Instruction 1:
Rewrite the bounding-box rows below, substituting "Inspect" for each occurrence of "Examine" and keeping everything else unchanged. Omit the pictures from your output.

Document segment:
* Start *
There is a Spectre PoC out, however in the PoC a single process is used: a secret is set in memory as a character array and then its contents are read by exploiting the vulnerability. This made people think that it’s intra-process only (single process), but it is actually cross process memory ready (see the Spectre paper page 2, Attacks using Native Code, available at Spectre Paper).
Ok, now that we know what the vulnerabilities are about we can assess the risk: as you can see, in both cases, an attacker actually needs to run some code on the target machine to exploit these vulnerabilities.
This makes vulnerabilities highest risk for the following:
- Anything that runs untrusted code on your machine (a browser typically),
- Anything running in virtualization or clouds.
So, for a typical company, on your Domain Controller (for example), the risk is actually very, very low: since you are not running untrusted code there (hopefully), an attacker should not be able to exploit these vulnerabilities in the first place.
For a typical user, the browser presents the highest risk, but we have yet to see proof of concept code that exploits this vulnerability through JavaScript – and browser vendors have started issuing patches as well (for example, Mozilla has issued a new version of Firefox, 57.0.4, where they have decreased the precision of time sources to make attacks such as Spectre more difficult or impossible). If you run stuff as Administrator: Spectre makes no difference for you really.
In other words: the world will not end over the weekend.
What to do now?
Keep an eye on the development and patches released by vendors, but not differently than other patches.
* End *
Bounding-box records:
* Start *
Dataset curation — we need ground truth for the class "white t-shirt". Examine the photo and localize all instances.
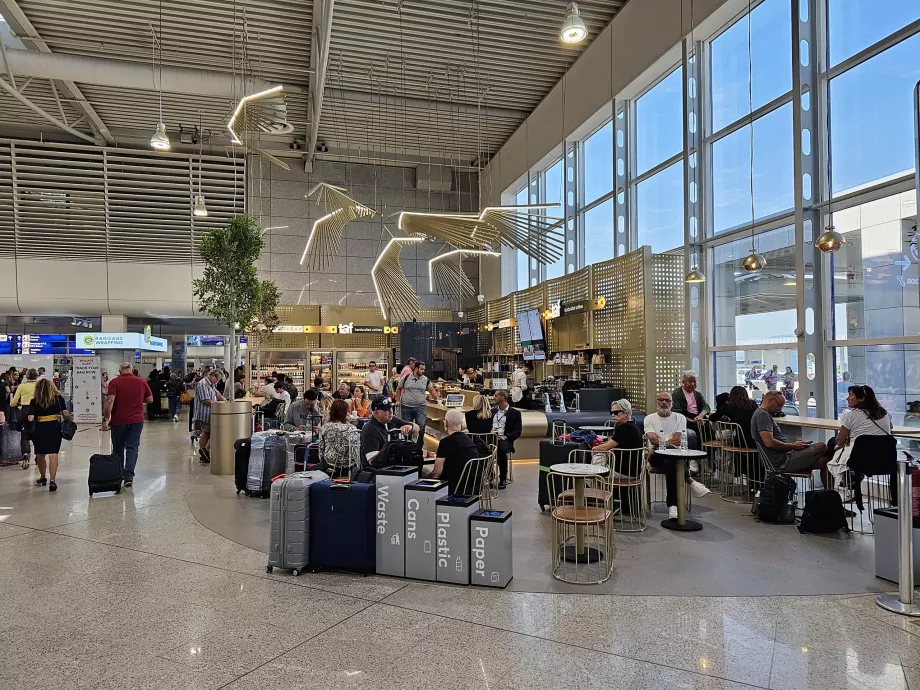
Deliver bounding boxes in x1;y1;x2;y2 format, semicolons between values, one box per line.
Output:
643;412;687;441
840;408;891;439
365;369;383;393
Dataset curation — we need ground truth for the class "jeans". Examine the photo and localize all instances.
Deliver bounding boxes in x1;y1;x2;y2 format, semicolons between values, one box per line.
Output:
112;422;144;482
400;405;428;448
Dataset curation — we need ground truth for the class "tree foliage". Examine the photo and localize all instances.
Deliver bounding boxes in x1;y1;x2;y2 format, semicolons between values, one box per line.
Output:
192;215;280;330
* End *
Instruction 2:
Extract the complete passage on Spectre risk above, reproducing it word for word.

Worked solution 1:
Dataset curation — we need ground truth for the class "white t-shirt". Inspect the photo and localize all instances.
Deliver bounding boxes in x1;y1;x2;y2 format, semicolons between values, one box per line.
Output:
643;412;687;441
840;408;891;439
365;369;383;393
Dataset curation — we need ground truth for the class "jeans". Inspect the photo and localize all instances.
Deliver bounding boxes in x1;y1;x2;y2 format, semicolons between values, one box per line.
Output:
112;422;144;482
400;405;428;448
Dataset curation — we need ground truth for the class "tree foliage". Inspect the photo and localize all instances.
Deliver bounding boxes in x1;y1;x2;y2 format, semicolons between values, one box per line.
Output:
192;215;280;330

Worked solution 2:
There is a Spectre PoC out, however in the PoC a single process is used: a secret is set in memory as a character array and then its contents are read by exploiting the vulnerability. This made people think that it’s intra-process only (single process), but it is actually cross process memory ready (see the Spectre paper page 2, Attacks using Native Code, available at Spectre Paper).
Ok, now that we know what the vulnerabilities are about we can assess the risk: as you can see, in both cases, an attacker actually needs to run some code on the target machine to exploit these vulnerabilities.
This makes vulnerabilities highest risk for the following:
- Anything that runs untrusted code on your machine (a browser typically),
- Anything running in virtualization or clouds.
So, for a typical company, on your Domain Controller (for example), the risk is actually very, very low: since you are not running untrusted code there (hopefully), an attacker should not be able to exploit these vulnerabilities in the first place.
For a typical user, the browser presents the highest risk, but we have yet to see proof of concept code that exploits this vulnerability through JavaScript – and browser vendors have started issuing patches as well (for example, Mozilla has issued a new version of Firefox, 57.0.4, where they have decreased the precision of time sources to make attacks such as Spectre more difficult or impossible). If you run stuff as Administrator: Spectre makes no difference for you really.
In other words: the world will not end over the weekend.
What to do now?
Keep an eye on the development and patches released by vendors, but not differently than other patches.